"""

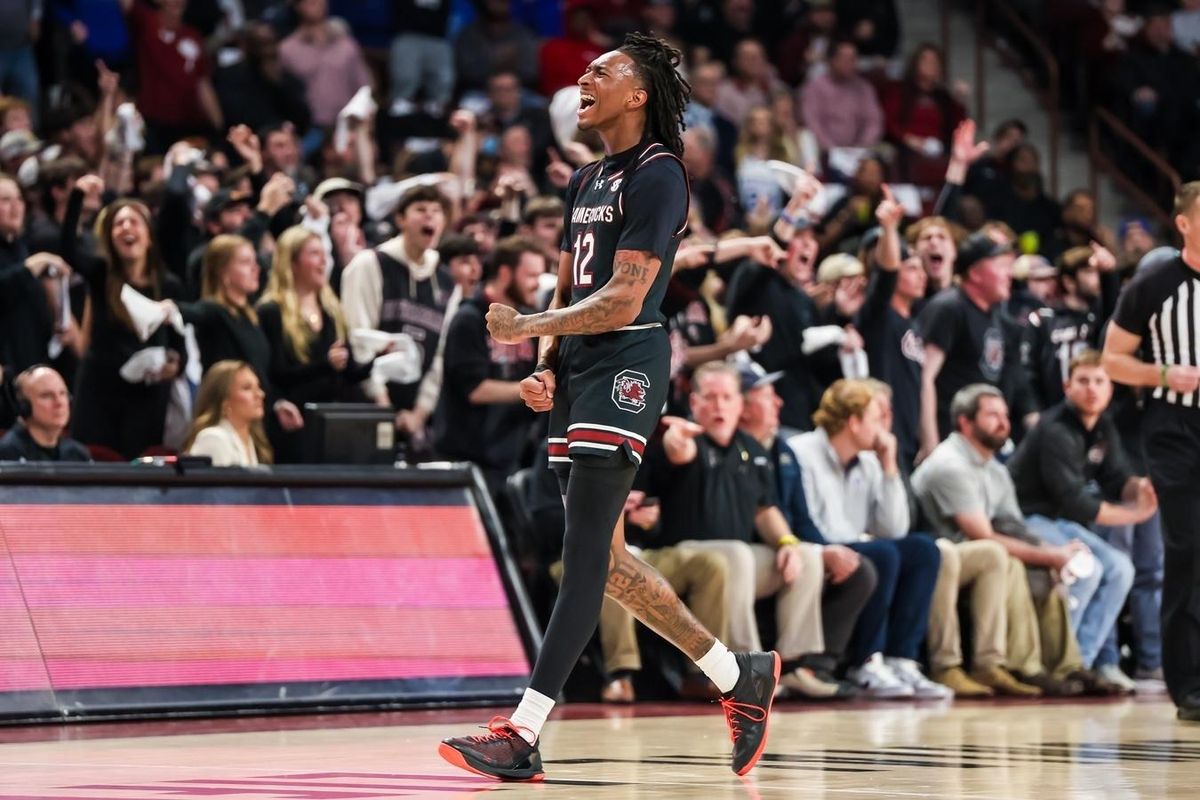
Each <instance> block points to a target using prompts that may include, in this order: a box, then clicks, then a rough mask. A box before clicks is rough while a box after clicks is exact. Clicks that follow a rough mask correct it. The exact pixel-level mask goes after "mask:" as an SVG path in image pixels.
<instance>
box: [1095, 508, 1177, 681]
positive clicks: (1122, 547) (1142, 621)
mask: <svg viewBox="0 0 1200 800" xmlns="http://www.w3.org/2000/svg"><path fill="white" fill-rule="evenodd" d="M1096 533H1097V534H1099V535H1100V536H1102V537H1104V540H1105V541H1106V542H1108V543H1109V545H1111V546H1112V547H1115V548H1117V549H1118V551H1121V552H1122V553H1124V554H1126V555H1128V557H1129V558H1130V559H1132V560H1133V589H1132V590H1130V591H1129V614H1130V616H1132V618H1133V644H1134V648H1133V651H1134V656H1135V657H1136V663H1138V669H1139V670H1146V672H1150V670H1152V669H1158V668H1160V667H1162V666H1163V625H1162V619H1160V615H1162V608H1163V521H1162V517H1160V516H1159V515H1157V513H1156V515H1154V516H1153V517H1151V518H1150V519H1147V521H1146V522H1144V523H1141V524H1140V525H1116V527H1109V525H1098V527H1097V528H1096ZM1120 660H1121V652H1120V650H1117V631H1116V626H1114V627H1112V631H1111V632H1110V633H1109V638H1106V639H1105V640H1104V646H1102V648H1100V655H1099V656H1097V658H1096V661H1097V662H1098V663H1102V664H1115V663H1117V662H1118V661H1120Z"/></svg>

"""

§ WHAT YOU ARE ASKED TO DO
Give every item again, leaving out the pictures, with "positive clicks" swapped for "foreground clicks" and nothing else changed.

§ YOUR RESPONSE
Each <instance> block points to a target using prompts that may include, in this order: a box, then clicks, then a rough mask. A box before clicks is rough while a box after clicks is exact. Clicks that follow a rough mask correct it. The exact pixel-level mask goes after "mask:" as an SVG path in image pixels.
<instance>
box: [1095, 508, 1177, 681]
foreground clicks: (1122, 547) (1142, 621)
mask: <svg viewBox="0 0 1200 800" xmlns="http://www.w3.org/2000/svg"><path fill="white" fill-rule="evenodd" d="M1096 533H1097V534H1099V535H1100V536H1102V537H1104V540H1105V541H1106V542H1108V543H1109V545H1111V546H1112V547H1115V548H1117V549H1118V551H1121V552H1122V553H1124V554H1126V555H1128V557H1129V558H1130V559H1132V560H1133V589H1132V590H1130V591H1129V614H1130V616H1132V618H1133V644H1134V648H1133V651H1134V656H1135V657H1136V663H1138V669H1139V670H1146V672H1150V670H1152V669H1158V668H1160V667H1162V666H1163V625H1162V619H1160V615H1162V608H1163V521H1162V517H1160V516H1159V515H1157V513H1156V515H1154V516H1153V517H1151V518H1150V519H1147V521H1146V522H1144V523H1141V524H1140V525H1116V527H1109V525H1098V527H1097V528H1096ZM1120 660H1121V652H1120V650H1117V631H1116V626H1114V627H1112V631H1111V632H1110V633H1109V638H1106V639H1105V640H1104V646H1102V648H1100V655H1099V656H1097V658H1096V661H1097V662H1098V663H1102V664H1115V663H1117V662H1118V661H1120Z"/></svg>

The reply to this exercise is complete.